TASK REQUIREMENTS:
Copy only what runs from the line containing "Reviewer note: see that each instance of the fox" through the end of the material below, line for line, with both ends included.

+ + + + + + +

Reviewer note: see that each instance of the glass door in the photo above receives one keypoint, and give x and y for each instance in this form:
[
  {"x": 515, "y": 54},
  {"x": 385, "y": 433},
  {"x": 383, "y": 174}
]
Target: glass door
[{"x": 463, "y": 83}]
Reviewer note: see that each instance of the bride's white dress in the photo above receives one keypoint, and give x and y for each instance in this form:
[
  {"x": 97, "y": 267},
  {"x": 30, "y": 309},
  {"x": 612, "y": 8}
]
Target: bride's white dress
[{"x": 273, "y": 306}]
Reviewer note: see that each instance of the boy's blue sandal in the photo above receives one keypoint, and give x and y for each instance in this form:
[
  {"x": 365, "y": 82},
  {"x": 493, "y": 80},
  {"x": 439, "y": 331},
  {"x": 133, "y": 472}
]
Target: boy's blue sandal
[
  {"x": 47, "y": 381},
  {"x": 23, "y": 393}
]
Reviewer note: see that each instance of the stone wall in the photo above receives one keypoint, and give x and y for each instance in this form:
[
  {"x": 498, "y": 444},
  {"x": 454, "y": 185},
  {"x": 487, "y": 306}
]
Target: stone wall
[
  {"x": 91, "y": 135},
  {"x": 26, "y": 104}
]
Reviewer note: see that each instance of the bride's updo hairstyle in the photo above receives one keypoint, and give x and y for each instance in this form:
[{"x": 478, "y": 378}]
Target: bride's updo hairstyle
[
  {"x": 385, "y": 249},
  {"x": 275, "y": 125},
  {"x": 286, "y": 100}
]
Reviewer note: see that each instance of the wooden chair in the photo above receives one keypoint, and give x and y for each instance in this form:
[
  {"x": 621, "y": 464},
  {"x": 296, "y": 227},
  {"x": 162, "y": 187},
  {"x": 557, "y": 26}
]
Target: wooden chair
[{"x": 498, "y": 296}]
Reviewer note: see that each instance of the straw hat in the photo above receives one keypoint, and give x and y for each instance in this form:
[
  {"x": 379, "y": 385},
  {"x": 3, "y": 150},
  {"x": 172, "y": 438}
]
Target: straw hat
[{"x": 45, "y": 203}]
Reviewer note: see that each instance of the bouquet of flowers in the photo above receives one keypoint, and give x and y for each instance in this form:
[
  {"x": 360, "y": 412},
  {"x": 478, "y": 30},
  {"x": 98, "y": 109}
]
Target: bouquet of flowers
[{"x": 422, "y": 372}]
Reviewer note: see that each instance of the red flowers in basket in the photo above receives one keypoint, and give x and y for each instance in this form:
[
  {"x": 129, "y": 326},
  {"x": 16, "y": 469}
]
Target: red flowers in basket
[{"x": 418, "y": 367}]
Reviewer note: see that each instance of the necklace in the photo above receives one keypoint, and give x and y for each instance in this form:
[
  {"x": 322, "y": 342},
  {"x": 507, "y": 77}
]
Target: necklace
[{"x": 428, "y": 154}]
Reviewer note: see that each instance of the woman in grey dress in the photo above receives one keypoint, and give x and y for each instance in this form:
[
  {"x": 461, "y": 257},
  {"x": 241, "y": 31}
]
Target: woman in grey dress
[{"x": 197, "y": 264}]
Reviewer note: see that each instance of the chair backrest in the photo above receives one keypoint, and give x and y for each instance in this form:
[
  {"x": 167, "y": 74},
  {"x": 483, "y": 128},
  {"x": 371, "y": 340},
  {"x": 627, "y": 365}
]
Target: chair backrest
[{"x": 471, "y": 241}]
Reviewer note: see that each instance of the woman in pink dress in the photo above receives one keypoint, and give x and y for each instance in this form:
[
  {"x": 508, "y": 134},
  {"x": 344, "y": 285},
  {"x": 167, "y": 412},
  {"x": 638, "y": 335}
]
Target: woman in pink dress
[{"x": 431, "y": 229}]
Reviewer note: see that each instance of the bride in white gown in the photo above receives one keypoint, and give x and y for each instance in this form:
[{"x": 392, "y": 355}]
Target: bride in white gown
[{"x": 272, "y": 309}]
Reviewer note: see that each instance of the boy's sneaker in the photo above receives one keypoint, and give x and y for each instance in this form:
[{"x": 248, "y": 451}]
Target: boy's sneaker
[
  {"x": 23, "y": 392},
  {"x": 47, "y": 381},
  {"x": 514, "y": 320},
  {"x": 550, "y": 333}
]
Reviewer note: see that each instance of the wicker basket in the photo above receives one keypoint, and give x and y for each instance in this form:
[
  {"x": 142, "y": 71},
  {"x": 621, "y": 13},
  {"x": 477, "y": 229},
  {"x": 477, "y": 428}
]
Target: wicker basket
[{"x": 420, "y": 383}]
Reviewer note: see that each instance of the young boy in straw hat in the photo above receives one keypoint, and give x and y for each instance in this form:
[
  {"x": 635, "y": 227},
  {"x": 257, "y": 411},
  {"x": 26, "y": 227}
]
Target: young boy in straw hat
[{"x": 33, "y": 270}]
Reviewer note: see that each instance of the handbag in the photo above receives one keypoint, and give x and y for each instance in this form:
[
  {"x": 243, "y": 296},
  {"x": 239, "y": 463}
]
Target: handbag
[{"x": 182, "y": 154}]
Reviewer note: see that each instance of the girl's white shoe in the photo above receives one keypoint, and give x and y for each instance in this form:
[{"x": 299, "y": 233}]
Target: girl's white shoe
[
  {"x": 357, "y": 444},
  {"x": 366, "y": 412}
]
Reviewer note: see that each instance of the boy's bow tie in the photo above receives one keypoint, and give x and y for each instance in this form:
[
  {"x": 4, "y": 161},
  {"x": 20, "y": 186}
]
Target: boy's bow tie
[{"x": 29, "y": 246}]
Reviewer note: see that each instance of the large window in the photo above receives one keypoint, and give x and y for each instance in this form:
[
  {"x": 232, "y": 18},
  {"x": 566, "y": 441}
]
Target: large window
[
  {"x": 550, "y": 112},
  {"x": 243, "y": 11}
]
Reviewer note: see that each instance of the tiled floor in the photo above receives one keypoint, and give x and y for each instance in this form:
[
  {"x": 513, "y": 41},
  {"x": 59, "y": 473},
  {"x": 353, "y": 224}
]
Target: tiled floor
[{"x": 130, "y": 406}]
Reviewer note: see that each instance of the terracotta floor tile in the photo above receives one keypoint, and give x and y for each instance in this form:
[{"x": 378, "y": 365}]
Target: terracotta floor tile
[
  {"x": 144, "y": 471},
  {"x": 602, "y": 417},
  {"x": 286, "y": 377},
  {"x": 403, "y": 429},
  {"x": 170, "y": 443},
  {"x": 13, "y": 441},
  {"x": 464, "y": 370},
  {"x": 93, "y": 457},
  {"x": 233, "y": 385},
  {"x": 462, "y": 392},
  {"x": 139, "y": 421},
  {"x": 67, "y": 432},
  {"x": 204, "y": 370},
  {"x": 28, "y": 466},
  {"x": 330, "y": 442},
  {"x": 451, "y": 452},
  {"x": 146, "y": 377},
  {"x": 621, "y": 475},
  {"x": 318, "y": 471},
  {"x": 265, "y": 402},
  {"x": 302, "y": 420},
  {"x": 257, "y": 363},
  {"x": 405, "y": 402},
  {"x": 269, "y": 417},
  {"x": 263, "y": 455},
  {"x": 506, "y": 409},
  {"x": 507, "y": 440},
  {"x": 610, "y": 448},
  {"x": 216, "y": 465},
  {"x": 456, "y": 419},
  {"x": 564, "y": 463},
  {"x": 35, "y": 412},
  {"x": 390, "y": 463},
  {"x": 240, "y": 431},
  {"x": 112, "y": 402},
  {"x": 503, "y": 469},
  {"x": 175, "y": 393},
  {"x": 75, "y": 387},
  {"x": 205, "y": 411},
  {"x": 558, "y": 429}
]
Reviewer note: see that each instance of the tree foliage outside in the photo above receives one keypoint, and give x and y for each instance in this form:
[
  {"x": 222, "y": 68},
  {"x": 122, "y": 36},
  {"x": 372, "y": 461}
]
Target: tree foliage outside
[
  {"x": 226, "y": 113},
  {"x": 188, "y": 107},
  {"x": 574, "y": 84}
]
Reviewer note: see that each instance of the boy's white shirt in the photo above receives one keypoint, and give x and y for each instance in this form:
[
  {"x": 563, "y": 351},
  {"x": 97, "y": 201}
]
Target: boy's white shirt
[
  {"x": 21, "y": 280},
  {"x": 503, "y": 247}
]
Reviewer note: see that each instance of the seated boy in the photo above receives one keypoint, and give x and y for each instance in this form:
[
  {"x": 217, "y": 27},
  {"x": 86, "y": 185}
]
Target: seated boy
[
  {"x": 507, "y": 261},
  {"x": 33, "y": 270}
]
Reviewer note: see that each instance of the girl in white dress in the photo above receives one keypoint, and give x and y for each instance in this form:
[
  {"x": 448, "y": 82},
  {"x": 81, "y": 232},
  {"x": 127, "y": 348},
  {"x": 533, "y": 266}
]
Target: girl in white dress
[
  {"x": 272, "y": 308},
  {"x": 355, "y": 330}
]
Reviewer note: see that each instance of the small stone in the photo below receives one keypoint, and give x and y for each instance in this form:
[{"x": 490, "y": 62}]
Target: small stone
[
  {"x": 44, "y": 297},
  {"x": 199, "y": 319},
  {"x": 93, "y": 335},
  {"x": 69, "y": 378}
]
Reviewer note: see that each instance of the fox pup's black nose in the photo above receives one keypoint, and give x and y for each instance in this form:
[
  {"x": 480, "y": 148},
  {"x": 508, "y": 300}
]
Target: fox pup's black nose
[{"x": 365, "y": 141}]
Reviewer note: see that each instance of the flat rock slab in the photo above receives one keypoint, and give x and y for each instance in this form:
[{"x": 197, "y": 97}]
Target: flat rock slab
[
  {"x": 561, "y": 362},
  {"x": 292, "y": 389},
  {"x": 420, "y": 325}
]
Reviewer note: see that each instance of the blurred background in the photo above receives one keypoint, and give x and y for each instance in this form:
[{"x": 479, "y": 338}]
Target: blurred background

+ + + + + + +

RESPONSE:
Reviewer note: see that each instance of the fox pup's black nose in the photo above receives one keypoint, and give x and y for each instance in this form:
[
  {"x": 480, "y": 148},
  {"x": 508, "y": 300}
]
Target: fox pup's black nose
[{"x": 365, "y": 141}]
Reviewer note: see that each instance of the flat rock slab in the photo above receives one keypoint, and give x and y for each instance in this form:
[{"x": 197, "y": 97}]
Target: flat rock slab
[
  {"x": 561, "y": 362},
  {"x": 292, "y": 389},
  {"x": 420, "y": 325}
]
Reviewer note: see that each instance of the blurred background in the photo above receives one keypoint, and give x and y for each instance in this form:
[{"x": 479, "y": 338}]
Target: blurred background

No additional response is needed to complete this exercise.